(Saved entries)
* * * *

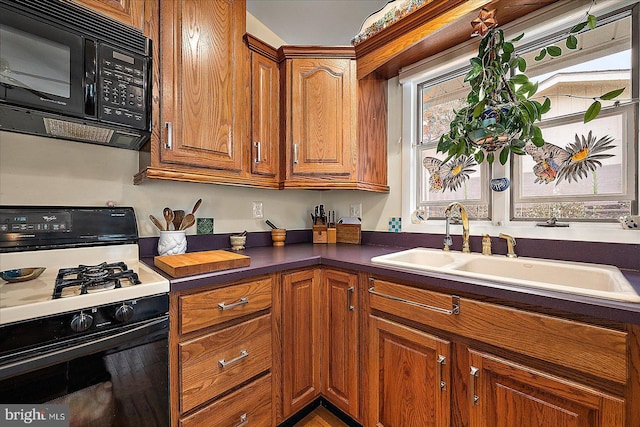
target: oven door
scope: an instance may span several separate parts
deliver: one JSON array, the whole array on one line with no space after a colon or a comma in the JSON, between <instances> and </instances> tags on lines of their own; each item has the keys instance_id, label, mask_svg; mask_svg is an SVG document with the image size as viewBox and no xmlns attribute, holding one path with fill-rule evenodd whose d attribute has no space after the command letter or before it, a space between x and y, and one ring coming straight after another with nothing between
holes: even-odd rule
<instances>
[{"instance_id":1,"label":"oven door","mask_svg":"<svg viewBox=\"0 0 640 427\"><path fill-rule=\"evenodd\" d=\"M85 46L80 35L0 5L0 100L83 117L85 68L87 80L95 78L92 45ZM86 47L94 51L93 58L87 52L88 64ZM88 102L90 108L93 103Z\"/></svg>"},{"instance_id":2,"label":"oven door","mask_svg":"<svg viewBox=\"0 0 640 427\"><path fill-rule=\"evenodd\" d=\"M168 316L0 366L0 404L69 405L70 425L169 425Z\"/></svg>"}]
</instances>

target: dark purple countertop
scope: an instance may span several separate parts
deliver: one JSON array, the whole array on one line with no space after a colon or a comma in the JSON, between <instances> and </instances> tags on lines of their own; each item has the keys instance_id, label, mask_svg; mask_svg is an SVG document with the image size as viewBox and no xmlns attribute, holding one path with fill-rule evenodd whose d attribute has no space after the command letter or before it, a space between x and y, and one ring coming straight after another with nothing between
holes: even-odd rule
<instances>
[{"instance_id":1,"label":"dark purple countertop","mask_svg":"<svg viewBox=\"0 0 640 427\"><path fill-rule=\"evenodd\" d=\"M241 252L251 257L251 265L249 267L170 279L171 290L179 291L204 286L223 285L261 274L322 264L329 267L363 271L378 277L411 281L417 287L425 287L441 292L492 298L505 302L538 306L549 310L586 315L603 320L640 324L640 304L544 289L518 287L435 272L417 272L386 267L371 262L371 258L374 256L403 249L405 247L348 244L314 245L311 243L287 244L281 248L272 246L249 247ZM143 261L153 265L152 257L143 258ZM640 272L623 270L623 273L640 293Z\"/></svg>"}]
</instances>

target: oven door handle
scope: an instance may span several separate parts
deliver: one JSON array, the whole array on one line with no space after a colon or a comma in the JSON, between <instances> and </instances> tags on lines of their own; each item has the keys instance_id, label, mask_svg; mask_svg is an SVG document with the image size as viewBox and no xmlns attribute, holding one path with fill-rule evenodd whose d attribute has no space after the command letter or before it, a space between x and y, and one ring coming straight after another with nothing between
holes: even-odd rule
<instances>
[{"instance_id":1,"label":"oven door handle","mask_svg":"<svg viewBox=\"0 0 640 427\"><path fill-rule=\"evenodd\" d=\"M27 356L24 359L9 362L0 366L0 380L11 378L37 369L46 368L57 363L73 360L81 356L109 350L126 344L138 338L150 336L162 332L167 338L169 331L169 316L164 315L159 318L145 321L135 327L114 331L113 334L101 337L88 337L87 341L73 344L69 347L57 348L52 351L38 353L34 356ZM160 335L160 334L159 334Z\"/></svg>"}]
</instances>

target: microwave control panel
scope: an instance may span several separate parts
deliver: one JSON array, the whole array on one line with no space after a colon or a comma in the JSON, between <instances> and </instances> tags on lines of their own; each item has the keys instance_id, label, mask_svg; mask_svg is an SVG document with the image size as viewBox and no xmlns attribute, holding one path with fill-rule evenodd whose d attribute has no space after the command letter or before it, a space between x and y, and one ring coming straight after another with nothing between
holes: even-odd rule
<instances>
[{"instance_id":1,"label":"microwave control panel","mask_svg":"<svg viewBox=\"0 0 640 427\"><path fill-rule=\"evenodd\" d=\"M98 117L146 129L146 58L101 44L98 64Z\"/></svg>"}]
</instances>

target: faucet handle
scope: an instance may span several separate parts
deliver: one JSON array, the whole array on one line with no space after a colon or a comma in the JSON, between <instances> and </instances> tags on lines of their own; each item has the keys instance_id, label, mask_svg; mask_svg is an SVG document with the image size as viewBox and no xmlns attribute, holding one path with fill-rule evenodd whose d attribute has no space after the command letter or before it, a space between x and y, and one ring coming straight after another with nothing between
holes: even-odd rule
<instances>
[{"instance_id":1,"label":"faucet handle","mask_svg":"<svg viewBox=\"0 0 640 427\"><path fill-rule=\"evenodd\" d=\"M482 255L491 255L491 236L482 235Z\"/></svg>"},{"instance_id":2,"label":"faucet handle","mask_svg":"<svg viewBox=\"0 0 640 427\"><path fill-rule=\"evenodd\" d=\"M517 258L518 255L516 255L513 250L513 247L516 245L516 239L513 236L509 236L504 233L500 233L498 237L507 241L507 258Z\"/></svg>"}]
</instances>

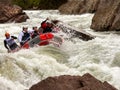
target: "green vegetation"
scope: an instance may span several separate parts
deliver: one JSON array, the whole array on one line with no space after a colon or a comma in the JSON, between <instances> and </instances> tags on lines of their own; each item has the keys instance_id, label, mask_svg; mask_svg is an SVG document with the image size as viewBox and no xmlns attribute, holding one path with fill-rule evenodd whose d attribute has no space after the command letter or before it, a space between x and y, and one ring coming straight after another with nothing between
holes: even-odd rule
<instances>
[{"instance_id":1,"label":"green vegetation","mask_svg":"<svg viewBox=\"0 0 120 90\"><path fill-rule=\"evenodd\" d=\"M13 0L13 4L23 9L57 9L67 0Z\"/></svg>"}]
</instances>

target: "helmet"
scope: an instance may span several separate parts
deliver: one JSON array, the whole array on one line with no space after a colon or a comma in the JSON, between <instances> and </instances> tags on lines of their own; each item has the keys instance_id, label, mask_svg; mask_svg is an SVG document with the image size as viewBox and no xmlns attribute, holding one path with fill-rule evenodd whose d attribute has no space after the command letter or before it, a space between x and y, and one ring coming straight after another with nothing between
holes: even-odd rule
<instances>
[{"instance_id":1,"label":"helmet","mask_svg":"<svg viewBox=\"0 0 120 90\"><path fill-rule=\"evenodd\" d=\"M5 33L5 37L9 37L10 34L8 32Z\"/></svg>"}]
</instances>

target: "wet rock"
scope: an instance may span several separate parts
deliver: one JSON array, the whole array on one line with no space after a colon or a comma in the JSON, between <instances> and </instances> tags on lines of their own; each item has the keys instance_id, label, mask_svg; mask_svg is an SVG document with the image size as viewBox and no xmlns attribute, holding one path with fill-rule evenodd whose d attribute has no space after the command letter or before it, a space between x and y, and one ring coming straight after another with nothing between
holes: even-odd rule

* * * *

Copy out each line of the data exactly as it reads; skip the pictures.

target: oven door
scope: an instance may span several separate parts
deliver: one JSON array, the whole array on one line with no space after a colon or a comma in the JSON, between <instances> and </instances> tags on lines of their own; each item has the keys instance_id, label, mask_svg; mask_svg is an SVG document with the image size as viewBox and no xmlns attribute, holding one path with fill-rule evenodd whose d attribute has no space after the command letter or before it, a space between x and y, and one ring coming straight after another with nothing between
holes: even-odd rule
<instances>
[{"instance_id":1,"label":"oven door","mask_svg":"<svg viewBox=\"0 0 640 427\"><path fill-rule=\"evenodd\" d=\"M85 46L80 35L0 5L0 100L83 117L85 68L87 80L95 78L92 45ZM86 47L94 51L93 58L87 52L88 64ZM88 102L90 108L93 103Z\"/></svg>"},{"instance_id":2,"label":"oven door","mask_svg":"<svg viewBox=\"0 0 640 427\"><path fill-rule=\"evenodd\" d=\"M168 316L0 366L0 404L69 405L70 425L169 425Z\"/></svg>"}]
</instances>

target: dark purple countertop
scope: an instance may span several separate parts
deliver: one JSON array, the whole array on one line with no space after a colon or a comma in the JSON, between <instances> and </instances> tags on lines of their own; each item has the keys instance_id, label, mask_svg; mask_svg is an SVG document with the image size as viewBox and no xmlns attribute, holding one path with fill-rule evenodd whose d attribute has no space after the command letter or before it, a space between x and y, and one ring coming straight after another with nothing between
holes: even-odd rule
<instances>
[{"instance_id":1,"label":"dark purple countertop","mask_svg":"<svg viewBox=\"0 0 640 427\"><path fill-rule=\"evenodd\" d=\"M241 252L251 257L251 265L249 267L170 279L171 290L179 291L204 286L223 285L261 274L322 264L329 267L363 271L378 277L411 281L417 287L425 287L441 292L492 298L505 302L538 306L549 310L586 315L603 320L640 324L640 304L544 289L518 287L435 272L417 272L386 267L371 262L371 258L374 256L403 249L405 247L348 244L314 245L311 243L287 244L281 248L272 246L249 247ZM143 261L153 265L152 257L143 258ZM640 272L623 270L623 273L640 293Z\"/></svg>"}]
</instances>

target: oven door handle
scope: an instance may span several separate parts
deliver: one JSON array, the whole array on one line with no space after a colon or a comma in the JSON, between <instances> and </instances> tags on lines of their own; each item has the keys instance_id, label, mask_svg; mask_svg is an SVG document with the image size as viewBox and no xmlns attribute, holding one path with fill-rule evenodd whose d attribute has no space after the command letter or before it, a space between x and y, and one ring coming straight after another with nothing between
holes: even-odd rule
<instances>
[{"instance_id":1,"label":"oven door handle","mask_svg":"<svg viewBox=\"0 0 640 427\"><path fill-rule=\"evenodd\" d=\"M27 356L24 359L9 362L0 366L0 380L11 378L37 369L46 368L57 363L73 360L81 356L109 350L126 344L138 338L150 336L162 332L167 338L169 331L169 316L164 315L159 318L145 321L135 327L114 331L113 334L101 337L88 337L87 341L73 344L69 347L57 348L52 351L38 353L34 356ZM160 335L160 334L159 334Z\"/></svg>"}]
</instances>

target: microwave control panel
scope: an instance may span several separate parts
deliver: one JSON array, the whole array on one line with no space after a colon or a comma in the JSON, between <instances> and </instances> tags on lines of their own; each item has the keys instance_id, label, mask_svg; mask_svg is an SVG document with the image size as viewBox and no xmlns attribute, holding one path with fill-rule evenodd whose d attribute has no space after the command letter or before it, a space between x and y, and one ring coming straight after another with nothing between
holes: even-odd rule
<instances>
[{"instance_id":1,"label":"microwave control panel","mask_svg":"<svg viewBox=\"0 0 640 427\"><path fill-rule=\"evenodd\" d=\"M98 117L146 129L146 58L101 44L98 64Z\"/></svg>"}]
</instances>

target: faucet handle
scope: an instance may span several separate parts
deliver: one JSON array, the whole array on one line with no space after a colon or a comma in the JSON, between <instances> and </instances> tags on lines of their own; each item has the keys instance_id, label, mask_svg; mask_svg is an SVG document with the image size as viewBox and no xmlns attribute, holding one path with fill-rule evenodd whose d attribute has no space after the command letter or before it, a space between x and y, and one ring coming straight after another with nothing between
holes: even-odd rule
<instances>
[{"instance_id":1,"label":"faucet handle","mask_svg":"<svg viewBox=\"0 0 640 427\"><path fill-rule=\"evenodd\" d=\"M482 255L491 255L491 236L482 235Z\"/></svg>"},{"instance_id":2,"label":"faucet handle","mask_svg":"<svg viewBox=\"0 0 640 427\"><path fill-rule=\"evenodd\" d=\"M517 258L518 255L516 255L513 250L513 247L516 245L516 239L513 236L509 236L504 233L500 233L498 237L507 241L507 258Z\"/></svg>"}]
</instances>

target: "green vegetation"
scope: an instance may span several separate parts
deliver: one JSON array, the whole array on one line with no space after a colon or a comma in the JSON, between <instances> and </instances> tags on lines of their own; each item has the keys instance_id, label, mask_svg; mask_svg is an SVG document with the image size as viewBox and no xmlns attribute, holding one path with fill-rule evenodd whose d attribute has no space after the command letter or before it, a space between x and y, and one ring coming straight after another with nothing between
holes: even-odd rule
<instances>
[{"instance_id":1,"label":"green vegetation","mask_svg":"<svg viewBox=\"0 0 120 90\"><path fill-rule=\"evenodd\" d=\"M13 0L13 4L23 9L57 9L67 0Z\"/></svg>"}]
</instances>

target: "helmet"
scope: an instance may span several separate parts
deliver: one JSON array, the whole array on one line with no space after a colon or a comma in the JSON, between <instances> and </instances> tags on lines of their own; each item has the keys instance_id, label, mask_svg; mask_svg is an SVG document with the image size as viewBox and no xmlns attribute, holding one path with fill-rule evenodd whose d attribute has no space after the command letter or before it, a space between x and y, and one ring coming straight after another with nothing between
holes: even-odd rule
<instances>
[{"instance_id":1,"label":"helmet","mask_svg":"<svg viewBox=\"0 0 120 90\"><path fill-rule=\"evenodd\" d=\"M5 33L5 37L9 37L10 34L8 32Z\"/></svg>"}]
</instances>

target: "wet rock"
scope: an instance may span several separate parts
deliver: one JSON array, the whole array on one line with no space after a colon or a comma in the JSON, between <instances> and </instances> tags on lines of their own; each item has the keys instance_id, label, mask_svg; mask_svg is an SVG document with the image size as viewBox and no xmlns attribute, holding one path with fill-rule evenodd whose d attribute has no space after the command letter or before it, a space between x and y, and one ring coming straight after another with nothing between
holes: even-odd rule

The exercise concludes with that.